Problems:
1. In the email about the git p4 decoding fix, at which line of git-p4 was the decoding exception thrown?
2. Pick up the email about the git p4 decoding fix after its last sentence and carry it on.

***** Text shown *****

From: Phillip Wood <phillip.wood123@gmail.com>
To: Nikolay.Shustov@gmail.com, phillip.wood@dunelm.org.uk,
git@vger.kernel.org
Subject: Re: [PATCH] git p4 fix for failure to decode p4 errors
Date: Tue, 8 Apr 2025 14:18:39 +0100 [thread overview]
Message-ID: <107da6df-37b4-4834-a5fb-011a28f195f6@gmail.com> (raw)
In-Reply-To: <7e5d0613-d116-4e60-8ccf-efb092776398@gmail.com>
Hi Nikolay
On 30/03/2025 21:06, Nikolay Shustov wrote:
> Hi Phillip,
> Thank you for your time and your feedback.
> It is especially valuable to me as it is the very first PR of mine.
> I will try to contact the recent contributors of git-p4 changes for review.
>
> To clarify on the fix:
>
> The error I hit was while using "git p4 clone":
> It was throwing decoding exception at line 901 of git-p4, preventing
> import from Perforce depot to complete successfully.
> The root cause is the logic for "git p4 clone" anticipates some p4
> operations may return errors, it is a normal part of import process.
> But that logic uses just .decode() on the byte array of the returned
> error message, which does not work well when it contains the characters
> with high bit set (which may be the case when Perforce configured
> without unicode support). git-p4 implementation has a decoding fallback
> logic for such cases in other places, but this specific place did not
> use any.

***** Given data *****

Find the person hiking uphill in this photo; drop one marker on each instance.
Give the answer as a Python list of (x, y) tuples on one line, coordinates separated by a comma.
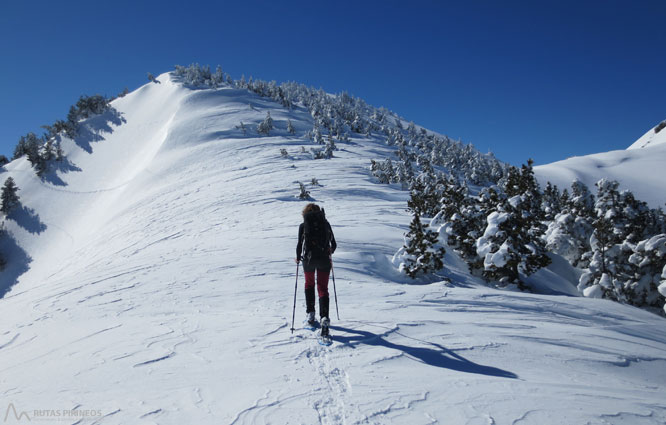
[(316, 244)]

*****

The responses:
1. Line 901.

2.
That would be useful context to add to the commit message
> Using the bullet list in description was not intended to enumerate the
> separate changes, but rather to highlight the details of the change.
> I will make sure I won't use it in the future to avoid the confusion.
>
> That small refactoring I did was not a sidecar but a way I chose to
> implement the changes:
> There was an existing function that was doing the job of decoding the
> received p4 metadata, using the existing git-p4 configuration settings.
> There also were a few existing variables that kept the state between the
> calls of that function (e.g. indicator not to show decoding fallback
> warning twice, configuration settings).
> However, with the way the function was implemented, it could not be
> reused as-is for the new case.
> I would had to add a new function that would have to use the same core
> transcoding implementation but behave differently.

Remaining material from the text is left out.